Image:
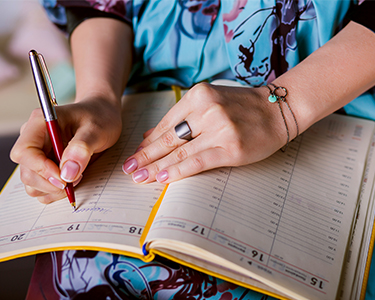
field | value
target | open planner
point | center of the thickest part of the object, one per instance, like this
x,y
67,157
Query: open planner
x,y
297,225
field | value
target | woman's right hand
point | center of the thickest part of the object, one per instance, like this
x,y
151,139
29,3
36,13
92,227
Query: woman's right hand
x,y
87,127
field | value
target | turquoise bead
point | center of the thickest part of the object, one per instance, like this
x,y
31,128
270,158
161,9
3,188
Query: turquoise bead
x,y
272,98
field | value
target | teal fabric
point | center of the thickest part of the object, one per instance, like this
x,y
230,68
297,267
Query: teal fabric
x,y
184,42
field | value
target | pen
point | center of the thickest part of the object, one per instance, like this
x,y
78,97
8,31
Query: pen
x,y
48,102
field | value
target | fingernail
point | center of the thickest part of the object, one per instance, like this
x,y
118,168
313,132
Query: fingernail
• • • •
§ WORK ORDER: Word for word, return the material above, but drop the pictures.

§ OUTPUT FOR THIS TASK:
Image:
field | value
target | open planner
point | center of the thickest part of the object, one per instance, like this
x,y
67,157
Query: open planner
x,y
297,225
field | value
target | woman's right hand
point | center of the thickest part of the object, one per instance, like this
x,y
151,139
29,3
36,13
92,227
Query: woman's right hand
x,y
87,127
field | value
target | turquoise bead
point | center of the thickest part of the object, one per instance, like this
x,y
31,128
270,158
161,9
3,188
Query: turquoise bead
x,y
272,98
field | value
target | teal fabric
point | center of the thickest part of the object, one per instance, like this
x,y
230,68
297,267
Query: teal fabric
x,y
184,42
field | value
target | pen
point | center of the thickest part of the object, one per instance, like this
x,y
78,97
8,31
Query: pen
x,y
48,102
field | value
target | fingernail
point | center of the thickest part of the object, one per instance, like this
x,y
118,168
313,132
Query: fingernail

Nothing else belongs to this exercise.